PAGE TEXT ::
___
Cornelis Bonne (3 October 1890 – 25 April 1948) was a Dutch physician, pathologist and malariologist who worked in Dutch colonies in Surinam and Java. He studied mosquitoes along with his wife Johanna Bonne-Wepster and they also studied the diseases spread by them.

Bonne was born in Ilpendam and studied in Amsterdam where he received a medical degree in 1913. He became interested in tropical medicine and attended a course by Rudolph Hendrik Saltet (1853–1927) and Nicolaas Swellengrebel. He also received a diploma from the London School of Tropical Medicine in 1914. In 1915 he worked as a health officer in the Netherlands before moving to Surinam. He married physician Johanna Wepster (d. 1978) in 1915. The couple lived in Suriname until 1919 during which time they collected mosquitoes extensively. They also visited Panama and North America. In 1920 he joined the Suriname Bauxite Company as a doctor and during this period he and his wife wrote a book on the mosquitoes of Surinam. He suggested during this period that an exposure to dengue might reduce the severity of yellow-fever. In 1923 he went to work at the Pasteur Institute in Paris and from 1924 to 1927 he worked at the Netherlands Cancer Institute in Amsterdam. In 1927 he moved to Batavia as a professor of pathology at the newly established medical college. He also began to edit the Medical Journal of the Dutch East Indies ("Geneeskundig Tijdschrift voor Nederlandisch Indië"). The Bonne-Wepster mosquito collection contained about 55000 specimens. He was appointed Knight of the Order of the Netherlands Lion and was a member of many scientific institutions.
___
DATA ::
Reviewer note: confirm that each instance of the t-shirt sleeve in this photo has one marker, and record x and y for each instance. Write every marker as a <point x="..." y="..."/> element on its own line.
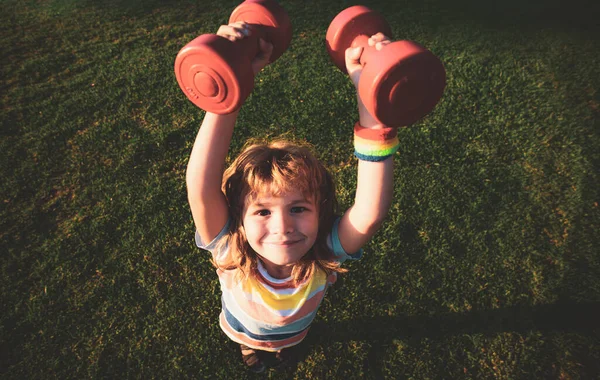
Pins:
<point x="333" y="241"/>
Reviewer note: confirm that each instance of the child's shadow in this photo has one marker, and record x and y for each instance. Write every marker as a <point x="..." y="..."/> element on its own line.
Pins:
<point x="382" y="331"/>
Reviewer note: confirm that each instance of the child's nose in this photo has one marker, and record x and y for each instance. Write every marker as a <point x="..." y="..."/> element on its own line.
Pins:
___
WORK INSTRUCTION :: Rewrite the text about Cornelis Bonne, starting with "Cornelis Bonne (3" and going on through "spread by them.", with "Dutch colonies" changed to "Dutch territories".

RESPONSE BOX ::
Cornelis Bonne (3 October 1890 – 25 April 1948) was a Dutch physician, pathologist and malariologist who worked in Dutch territories in Surinam and Java. He studied mosquitoes along with his wife Johanna Bonne-Wepster and they also studied the diseases spread by them.